[Entradas de um conjunto de dados]
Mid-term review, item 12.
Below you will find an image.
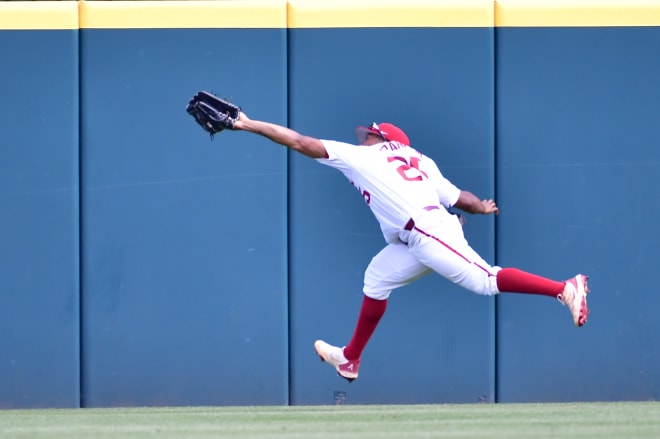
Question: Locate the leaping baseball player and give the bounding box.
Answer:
[188,92,589,382]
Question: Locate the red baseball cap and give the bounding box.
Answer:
[355,122,410,146]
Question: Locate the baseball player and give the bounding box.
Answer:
[233,112,589,382]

= DETALHES DA TAREFA =
Organize como CSV de duas colunas, "enunciado" e "resposta", as entradas que vão da linha que contém "Question: Locate the baseball" até o fim das entradas, com uma linha para cada enunciado e sua resposta. Coloque cada campo entre aspas e substitua as quebras de linha por espaços.

= RESPOSTA ABAIXO =
enunciado,resposta
"Question: Locate the baseball player and give the bounding box. Answer:","[233,112,589,382]"